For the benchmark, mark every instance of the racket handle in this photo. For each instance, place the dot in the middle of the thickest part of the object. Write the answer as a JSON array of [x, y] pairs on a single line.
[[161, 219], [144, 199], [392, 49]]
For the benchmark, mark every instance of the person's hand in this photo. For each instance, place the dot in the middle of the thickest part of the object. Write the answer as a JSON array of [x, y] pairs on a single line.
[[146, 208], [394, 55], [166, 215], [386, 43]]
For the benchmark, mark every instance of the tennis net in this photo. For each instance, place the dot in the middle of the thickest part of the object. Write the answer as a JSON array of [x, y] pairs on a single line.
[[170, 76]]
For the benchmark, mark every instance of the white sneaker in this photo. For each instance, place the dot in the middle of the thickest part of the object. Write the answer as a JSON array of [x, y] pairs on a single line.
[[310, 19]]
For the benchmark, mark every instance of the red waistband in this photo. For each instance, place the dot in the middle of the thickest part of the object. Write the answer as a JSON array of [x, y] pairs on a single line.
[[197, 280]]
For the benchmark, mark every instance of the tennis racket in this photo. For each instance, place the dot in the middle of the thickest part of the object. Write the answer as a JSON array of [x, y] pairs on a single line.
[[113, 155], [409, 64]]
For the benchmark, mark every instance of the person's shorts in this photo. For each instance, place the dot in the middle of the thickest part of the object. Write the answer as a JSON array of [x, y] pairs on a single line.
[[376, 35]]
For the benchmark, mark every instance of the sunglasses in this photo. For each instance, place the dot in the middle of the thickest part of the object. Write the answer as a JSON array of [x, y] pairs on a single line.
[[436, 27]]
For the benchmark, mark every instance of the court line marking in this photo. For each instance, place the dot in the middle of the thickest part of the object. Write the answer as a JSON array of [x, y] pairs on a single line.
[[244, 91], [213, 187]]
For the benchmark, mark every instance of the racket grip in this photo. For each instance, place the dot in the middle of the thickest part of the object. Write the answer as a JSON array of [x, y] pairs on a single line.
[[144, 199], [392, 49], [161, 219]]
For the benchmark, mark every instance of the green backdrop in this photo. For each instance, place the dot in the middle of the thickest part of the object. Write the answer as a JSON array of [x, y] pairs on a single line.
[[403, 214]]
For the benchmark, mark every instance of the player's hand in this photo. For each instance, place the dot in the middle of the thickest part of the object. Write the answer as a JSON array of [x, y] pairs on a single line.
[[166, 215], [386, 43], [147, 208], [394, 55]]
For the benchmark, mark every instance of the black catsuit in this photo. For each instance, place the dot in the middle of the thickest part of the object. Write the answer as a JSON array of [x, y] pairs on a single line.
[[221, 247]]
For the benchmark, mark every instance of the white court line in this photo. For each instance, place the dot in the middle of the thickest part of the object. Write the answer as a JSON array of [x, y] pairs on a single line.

•••••

◆ **Your objective**
Rewrite all of the records above, replacing each occurrence of "thickest part" with "widest part" and leaving everything else unchanged.

◆ **Solution**
For the benchmark, mark every instance of the racket handle in this photo. For each instance, place the dot in the middle of the widest part of the object. Write the answer as a JSON array of [x, y] pairs on a single line.
[[161, 219], [144, 199], [392, 49]]
For the benchmark, mark every instance of the person's hand in this photo. For each instance, place the dot in the middle of the widest part of the object. Write the answer as a JSON array of [x, y] pairs on a single line.
[[146, 208], [394, 55], [166, 215], [386, 43]]
For the benchmark, mark every instance of the tennis net in this photo. For each instance, place the dot in the middle of the widest part of the object. Write the answer as a JSON array of [x, y] pairs on a single line.
[[170, 76]]
For the benchmark, mark every instance of the white sneaker in this photo. For each instance, place the dot in the middle of the widest part of the object. Write the answer as a JSON array of [x, y] pairs on a single line.
[[310, 19]]
For the benchmark, mark every instance of the red waistband in this photo. For each instance, place the dot in the middle of the widest part of the object. Write the answer as a JSON array of [x, y] pairs on a single line.
[[197, 280]]
For the benchmark, mark every instance of the tennis racket in this photo. For each instance, place the dot in the middle of the widest part of the object. Write the answer as a JSON array of [x, y] pairs on a single line.
[[113, 155], [409, 64]]
For the benchmark, mark every instance of the person's shorts in this photo. For each instance, place the dot in the middle of the widest part of the object. Write the answer as a JSON array of [x, y] pairs on a single line.
[[376, 35]]
For the benchmark, mark every instance of the sunglasses in this photo. For each instance, place the dot in the middle of the widest part of the object. Write the answer as a JSON array of [x, y] pairs on a single line.
[[436, 27]]
For the benchmark, mark every instance of the court line marking in this photo. For each instance, place the dot in the middle of the widest part of the object. Write the answer as a JSON array of [x, y] pairs on a single line.
[[244, 91], [213, 187]]
For the benchmark, mark every instance of the racket grip in this photo. For each instance, place the dot in the middle of the widest part of the object. Write the answer as a JSON array of [x, y] pairs on a single line.
[[144, 199], [392, 49], [161, 219]]
For the benchmark, mark every instance of the green backdrop in this photo. For each instance, place the dot in the middle of the widest part of the object. Write the answer as a JSON array of [x, y] pairs on a single line.
[[403, 214]]
For the benchmark, mark every instance of the player's hand in this photo. For each instance, place the dot in the middle of the widest part of the object. Write the answer as a JSON array of [x, y] pairs on a single line.
[[166, 215], [386, 43], [147, 208], [394, 55]]
For the benchmark, mark every instance of the black catsuit in this photo. For each instance, place the dot in the middle of the widest part of the object. Write the answer as a JSON array of [x, y] pairs on a single line.
[[221, 247]]
For the benchmark, mark every instance of the white court line in this photo. For each instance, place the dot in the middle of the widest part of the object. Write the answer as a JSON array of [x, y] pairs on a single line.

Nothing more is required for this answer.